The Calliopean Society (the Fraternity of Phi Epsilon Mu) is a literary and debating society at Yale College founded in 1819, disbanded in 1853, and revived in 1950. Its name refers to Calliope, chief of the muses and muse of epic poetry, daughter of Zeus and Mnemosyne (memory).

History

First incarnation: 1819-1853 
Calliopean was founded in 1819 by a group of members of Linonia dissatisfied with the result of an election for the presidency of the latter society.  

The name may allude The Calliopean Society of New York City, which operated from the 1780s until 1831. The New York City Society has been described as "a queer assemblage...a club of bachelors who celebrated their indolent disengagement from the Anglo-American power establishment... and used their marginal position to prospect truths not viewed by useful and virtuous citizens of the Republic. They were one of the first of the type of masculine literary cabal that would become common after 1800: the sort of club that Washington Irving, the prince of old bachelors, nourished and that the young Federalist bachelors of arts formed after graduating from Harvard and finding themselves locked out of the halls of power by Thomas Jefferson. The groups collected the odd fellows who had given up on cultivating character and civic virtue and domestic responsibility and patriarchy and opted instead for projecting personality, indulging genius, pursuing pleasure, and damning commerce. [It] was an early version of that sort of humorous society of eccentrics portrayed by Charles Dickens in The Pickwick Papers."  

Another literary society of the same name had been formed in Bermuda in 1790 by George Tucker, at that time under the tutelage of Josiah Meigs, who later became Professor of Moral Philosophy at Yale.

At Yale, Calliopean was distinguished from rival societies Linonia and Brothers-In-Unity by a larger proportion of membership from Southern states. Increasing sectional tensions before the American Civil War caused Calliopean to disband in 1853.

Second incarnation: 1950 to date 
It was revived in 1950 as a conservative alternative to New Deal liberalism and mainstream Republican student groups at Yale.
□ □ □ □ □ □ □
◆ **Brief A**:
Answer these questions using the passage on the Calliopean Society.
(i) In what year was the society founded at Yale?
(ii) Who formed a literary society of the same name in Bermuda in 1790?
(iii) What caused the society to disband in 1853?
◆ **Brief B**:
For each statement, say whether it agrees with the passage on the Calliopean Society, and quote the words that decide it.
(i) The society's founders were members of Brothers-In-Unity.
(ii) Compared with its rivals at Yale, the society drew a larger share of its members from Southern states.
(iii) Josiah Meigs later became Professor of Moral Philosophy at Yale.
◆ **Brief C**: Carry on the passage on the Calliopean Society from the point where it stops.
□ □ □ □ □ □ □
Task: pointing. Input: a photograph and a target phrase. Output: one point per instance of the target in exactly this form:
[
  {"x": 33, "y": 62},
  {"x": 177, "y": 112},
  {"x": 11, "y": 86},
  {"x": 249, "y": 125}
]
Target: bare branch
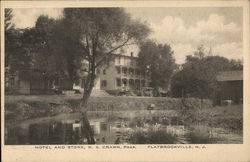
[{"x": 114, "y": 49}]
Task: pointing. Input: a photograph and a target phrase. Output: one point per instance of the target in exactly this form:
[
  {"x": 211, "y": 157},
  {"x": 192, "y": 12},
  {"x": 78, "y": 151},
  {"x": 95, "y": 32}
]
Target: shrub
[{"x": 153, "y": 137}]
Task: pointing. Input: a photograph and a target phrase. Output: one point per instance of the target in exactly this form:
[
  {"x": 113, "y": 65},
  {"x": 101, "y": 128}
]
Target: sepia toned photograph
[{"x": 123, "y": 75}]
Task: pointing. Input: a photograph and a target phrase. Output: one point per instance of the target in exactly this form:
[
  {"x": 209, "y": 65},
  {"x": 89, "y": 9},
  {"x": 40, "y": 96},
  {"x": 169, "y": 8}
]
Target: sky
[{"x": 219, "y": 29}]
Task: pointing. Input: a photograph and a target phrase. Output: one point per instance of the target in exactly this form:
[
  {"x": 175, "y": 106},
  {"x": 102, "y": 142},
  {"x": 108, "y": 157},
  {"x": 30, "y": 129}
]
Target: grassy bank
[{"x": 18, "y": 108}]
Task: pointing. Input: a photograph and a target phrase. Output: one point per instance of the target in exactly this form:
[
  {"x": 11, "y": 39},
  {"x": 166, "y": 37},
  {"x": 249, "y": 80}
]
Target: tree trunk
[{"x": 87, "y": 130}]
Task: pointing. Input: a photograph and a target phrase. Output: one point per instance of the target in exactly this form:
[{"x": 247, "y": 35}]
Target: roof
[{"x": 229, "y": 76}]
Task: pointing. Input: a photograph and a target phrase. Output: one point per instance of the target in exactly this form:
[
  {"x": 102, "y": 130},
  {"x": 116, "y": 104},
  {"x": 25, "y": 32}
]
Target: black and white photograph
[{"x": 123, "y": 75}]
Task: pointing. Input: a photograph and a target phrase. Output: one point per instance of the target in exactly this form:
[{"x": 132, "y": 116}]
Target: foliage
[
  {"x": 157, "y": 61},
  {"x": 198, "y": 76},
  {"x": 101, "y": 32}
]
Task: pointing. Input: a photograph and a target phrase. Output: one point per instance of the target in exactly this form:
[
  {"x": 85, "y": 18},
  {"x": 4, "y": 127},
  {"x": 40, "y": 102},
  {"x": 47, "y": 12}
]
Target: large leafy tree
[
  {"x": 157, "y": 61},
  {"x": 100, "y": 31}
]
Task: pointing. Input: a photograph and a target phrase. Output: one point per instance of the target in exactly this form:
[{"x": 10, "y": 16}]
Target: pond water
[
  {"x": 107, "y": 130},
  {"x": 151, "y": 128}
]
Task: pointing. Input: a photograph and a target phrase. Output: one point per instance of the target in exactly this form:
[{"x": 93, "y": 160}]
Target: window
[
  {"x": 118, "y": 82},
  {"x": 98, "y": 71},
  {"x": 118, "y": 69},
  {"x": 137, "y": 72},
  {"x": 124, "y": 70},
  {"x": 118, "y": 60},
  {"x": 103, "y": 83},
  {"x": 131, "y": 71},
  {"x": 143, "y": 83},
  {"x": 12, "y": 81}
]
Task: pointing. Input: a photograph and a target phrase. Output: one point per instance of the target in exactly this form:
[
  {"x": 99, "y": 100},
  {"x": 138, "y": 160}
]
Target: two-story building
[{"x": 118, "y": 73}]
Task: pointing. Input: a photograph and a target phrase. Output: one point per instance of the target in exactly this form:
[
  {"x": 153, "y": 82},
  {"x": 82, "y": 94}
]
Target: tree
□ □ □ □ □ □ □
◆ **Task result A**:
(i) 1819
(ii) George Tucker
(iii) Increasing sectional tensions before the American Civil War

◆ **Task result B**:
(i) No: "founded in 1819 by a group of members of Linonia dissatisfied with the result of an election for the presidency of the latter society"
(ii) Yes: "distinguished from rival societies Linonia and Brothers-In-Unity by a larger proportion of membership from Southern states"
(iii) Yes: "who later became Professor of Moral Philosophy at Yale"

◆ **Task result C**:
For a bit over a decade from the 1950s through the early 1960s, the Calliopean Society conducted a program of debates and meetings featuring guest speakers, and maintained its own library. M. Stanton Evans, Class of 1955, later a syndicated columnist and conservative activist, was one of the presidents of Calliopean during that period. In the mid-1960s, Calliopean officership became an honorific distinction passed down among prominent libertarian leaders of the Party of the Right of the Yale Political Union. Party of the Right membership commonly overlapped with Calliopean.

Calliopean was subsequently remodeled into a Senior Honorary Society, on the models of the Aurelian Honor Society and the Torch Honor Society. Membership was limited to people in the Yale College senior class, but officers (appointed by the president) could be chosen from any class. Membership was annually awarded each spring by the Calliopean president and director (on a non-political basis) to rising seniors of exceptional spirit, intelligence, and talent.  

Calliopean became increasingly active during the 1970s during the presidency of Martin D. "Chip" Gatter, Class of 1973, holding annual parties and special events in unusual locations in accordance with a cryptic constitutional provision permitting official meetings to be held only "on street corners and in dark alleys" and adopting a program of promoting "intellectual diversity at any cost". 

For many decades, the Calliopean Society had no physical location, listing itself as located at "1985 Yale Station, New Haven, Connecticut 06520". Its 1985 box number had been chosen to refer to the inevitable victory of the West over the collectivist totalitarianism described in George Orwell's novel Nineteen Eighty-Four.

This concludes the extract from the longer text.